→ **Page excerpt**

◆ ◆ ◆ ◆

Need bound for absolute value of complex-valued special functions (Taylor coefficients of Faddeeva's w(z))

Question

To guarantee accuracy for code [1] that computes Faddeeva's w(z) [2] using Taylor expansions around different centers, I would need upper bounds for the absolute values $|w_n(z)|$ of the coefficients

$w_n(z) := \frac{w^{(n)}(z)}{n!}$

in the first quadrant for $|z|<7$. A bound for $|w_n/w_{n-1}|$ for $n$ larger than some $N$ would be particular helpful.

The following is known about the $w_n$:

(1) With $w_0(z) = w(z)$ and $w_{-1}(z) = -i/\sqrt{\pi}$, the recursion

$w_n = -\frac{2}{n}\left( z w_{n-1} + w_{n-2} \right)$

holds for $n=1,2,3,\ldots$

(2) For $\text{Im} z>0$,

$w_n(z) = (-1)^n \frac{i}{\pi} \int_{-\infty}^{+\infty}dt\frac{e^{-t^2}}{(z-t)^n}$

(3) With the parabolic cylinder function $U$ [3],

$w_n(z) = \frac{i^n\sqrt{2}^{n+1}}{\sqrt{\pi}}\,e^{-z^2/2}\,U\left(n+\frac{1}{2}, -i\sqrt{2}z\right).$

(4) From numerical tests (always for $\text{Re} z \ge0$, $\text{Im} z \ge0$, $|z|<7$) it seems pretty certain, but is not proven:

• $\text{max}_z |w_0(z)| = 1$, reached at $z=0$.

◆ ◆ ◆ ◆

→ **Information given**

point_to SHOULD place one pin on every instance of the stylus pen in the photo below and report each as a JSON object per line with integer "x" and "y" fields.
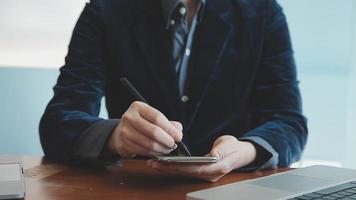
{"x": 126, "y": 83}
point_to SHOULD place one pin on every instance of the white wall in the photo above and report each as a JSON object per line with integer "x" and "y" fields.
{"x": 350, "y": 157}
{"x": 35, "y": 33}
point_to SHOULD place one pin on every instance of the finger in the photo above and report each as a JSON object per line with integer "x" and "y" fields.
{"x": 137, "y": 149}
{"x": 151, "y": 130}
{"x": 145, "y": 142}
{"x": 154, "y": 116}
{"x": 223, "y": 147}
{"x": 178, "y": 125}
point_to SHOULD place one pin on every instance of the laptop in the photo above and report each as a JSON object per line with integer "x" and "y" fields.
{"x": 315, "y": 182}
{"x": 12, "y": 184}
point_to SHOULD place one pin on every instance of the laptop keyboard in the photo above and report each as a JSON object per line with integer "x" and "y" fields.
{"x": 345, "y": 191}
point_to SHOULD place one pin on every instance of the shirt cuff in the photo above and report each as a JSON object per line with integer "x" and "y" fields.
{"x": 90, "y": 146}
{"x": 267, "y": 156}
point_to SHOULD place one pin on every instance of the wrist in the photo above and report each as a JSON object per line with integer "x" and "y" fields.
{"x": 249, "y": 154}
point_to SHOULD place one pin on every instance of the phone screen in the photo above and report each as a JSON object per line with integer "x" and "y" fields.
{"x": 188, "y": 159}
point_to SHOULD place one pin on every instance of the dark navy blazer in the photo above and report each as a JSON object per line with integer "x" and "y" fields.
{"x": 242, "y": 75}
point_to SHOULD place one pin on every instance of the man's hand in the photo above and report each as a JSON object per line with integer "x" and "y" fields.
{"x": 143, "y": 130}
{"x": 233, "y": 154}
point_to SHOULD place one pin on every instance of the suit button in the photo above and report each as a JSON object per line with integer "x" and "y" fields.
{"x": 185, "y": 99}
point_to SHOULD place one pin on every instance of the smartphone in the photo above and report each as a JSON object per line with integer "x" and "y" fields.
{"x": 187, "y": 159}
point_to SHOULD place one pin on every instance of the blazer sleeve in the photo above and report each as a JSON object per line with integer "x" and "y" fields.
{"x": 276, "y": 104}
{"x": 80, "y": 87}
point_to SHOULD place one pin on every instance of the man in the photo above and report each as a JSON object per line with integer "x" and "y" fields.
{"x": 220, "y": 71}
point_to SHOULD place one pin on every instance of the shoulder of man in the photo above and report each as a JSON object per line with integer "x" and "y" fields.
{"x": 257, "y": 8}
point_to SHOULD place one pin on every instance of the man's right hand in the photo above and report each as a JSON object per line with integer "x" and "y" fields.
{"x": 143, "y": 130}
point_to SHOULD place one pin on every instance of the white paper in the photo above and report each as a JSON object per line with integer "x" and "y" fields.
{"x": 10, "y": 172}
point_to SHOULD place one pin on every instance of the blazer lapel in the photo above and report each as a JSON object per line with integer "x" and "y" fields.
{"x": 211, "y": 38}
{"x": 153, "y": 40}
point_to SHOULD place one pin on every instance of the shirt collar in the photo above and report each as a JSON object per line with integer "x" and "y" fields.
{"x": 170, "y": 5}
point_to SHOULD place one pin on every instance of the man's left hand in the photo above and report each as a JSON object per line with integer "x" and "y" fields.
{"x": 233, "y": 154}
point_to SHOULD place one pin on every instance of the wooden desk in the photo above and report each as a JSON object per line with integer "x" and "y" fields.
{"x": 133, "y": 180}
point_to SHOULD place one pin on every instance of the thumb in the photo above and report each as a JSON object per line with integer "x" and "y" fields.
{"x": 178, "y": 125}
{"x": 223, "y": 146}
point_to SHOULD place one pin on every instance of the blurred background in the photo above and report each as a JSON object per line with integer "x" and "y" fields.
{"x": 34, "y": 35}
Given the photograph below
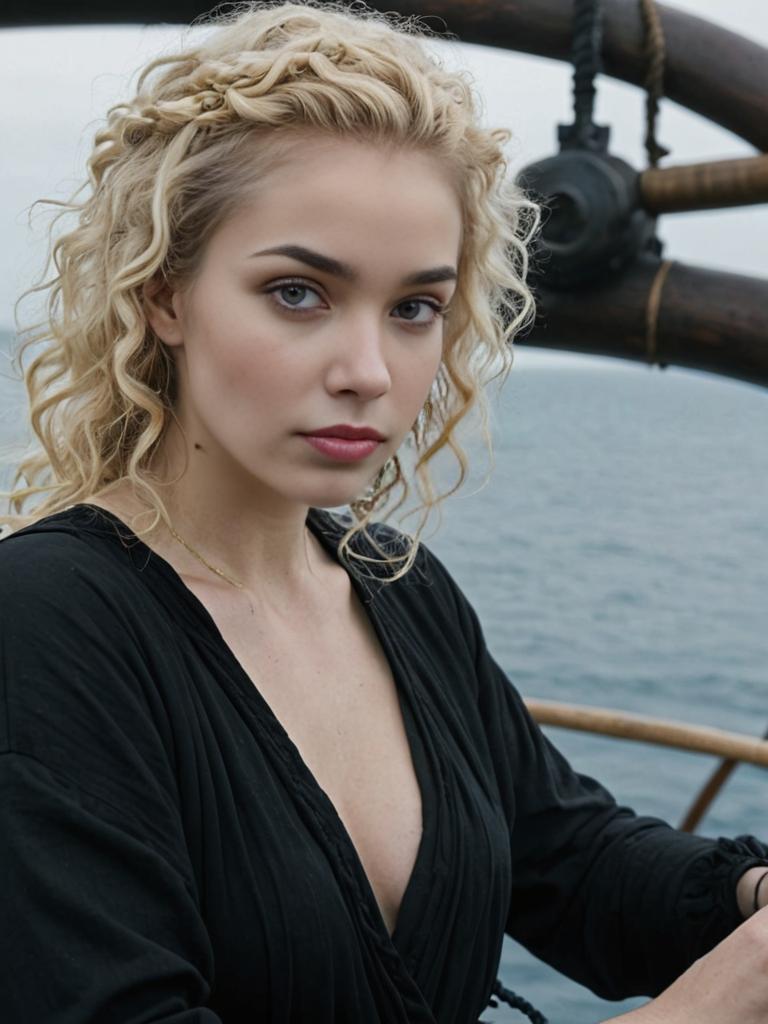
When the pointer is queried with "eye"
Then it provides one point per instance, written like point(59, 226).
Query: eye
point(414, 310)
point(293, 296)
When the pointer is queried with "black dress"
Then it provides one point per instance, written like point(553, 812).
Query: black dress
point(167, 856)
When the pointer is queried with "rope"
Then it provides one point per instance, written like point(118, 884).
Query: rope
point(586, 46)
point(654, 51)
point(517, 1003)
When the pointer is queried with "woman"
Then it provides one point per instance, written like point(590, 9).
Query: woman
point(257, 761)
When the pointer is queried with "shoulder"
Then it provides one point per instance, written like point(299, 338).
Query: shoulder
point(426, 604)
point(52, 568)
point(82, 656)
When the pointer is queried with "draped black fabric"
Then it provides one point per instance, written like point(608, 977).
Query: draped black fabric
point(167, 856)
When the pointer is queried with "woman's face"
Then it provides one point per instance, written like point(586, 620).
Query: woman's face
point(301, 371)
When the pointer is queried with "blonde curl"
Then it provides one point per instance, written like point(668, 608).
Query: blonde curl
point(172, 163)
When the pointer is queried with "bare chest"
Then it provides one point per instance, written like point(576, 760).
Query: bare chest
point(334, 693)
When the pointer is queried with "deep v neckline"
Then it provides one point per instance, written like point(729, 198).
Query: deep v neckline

◆ ◆ ◆ ◆

→ **Requirements**
Transcribe the stretch of the Faddeeva coefficient question above from "holds for $n=1,2,3,\ldots$" through "reached at $z=0$.".

→ **Worked solution**
holds for $n=1,2,3,\ldots$

(2) For $\text{Im} z>0$,

$w_n(z) = (-1)^n \frac{i}{\pi} \int_{-\infty}^{+\infty}dt\frac{e^{-t^2}}{(z-t)^n}$

(3) With the parabolic cylinder function $U$ [3],

$w_n(z) = \frac{i^n\sqrt{2}^{n+1}}{\sqrt{\pi}}\,e^{-z^2/2}\,U\left(n+\frac{1}{2}, -i\sqrt{2}z\right).$

(4) From numerical tests (always for $\text{Re} z \ge0$, $\text{Im} z \ge0$, $|z|<7$) it seems pretty certain, but is not proven:

• $\text{max}_z |w_0(z)| = 1$, reached at $z=0$.